Start of Dataset

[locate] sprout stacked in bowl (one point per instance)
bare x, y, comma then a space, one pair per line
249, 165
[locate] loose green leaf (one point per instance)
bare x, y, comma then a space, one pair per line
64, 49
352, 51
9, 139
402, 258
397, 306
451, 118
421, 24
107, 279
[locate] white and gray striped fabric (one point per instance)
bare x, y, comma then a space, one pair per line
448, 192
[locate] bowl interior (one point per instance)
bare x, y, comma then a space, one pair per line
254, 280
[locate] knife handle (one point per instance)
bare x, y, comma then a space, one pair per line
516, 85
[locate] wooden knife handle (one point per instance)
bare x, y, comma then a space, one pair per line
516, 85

End of Dataset

* _Directions for this task_:
Your answer should be all lines from the data that contain "locate".

* _Result for this exercise_:
[locate] sprout stacked in bowl (one point per instance)
[locate] loose green leaf (one point per instance)
[locate] white and gray striped fabric (one point per instance)
[locate] bowl interior (one point per instance)
[locate] knife handle (one point per instance)
[locate] wooden knife handle (one point per instance)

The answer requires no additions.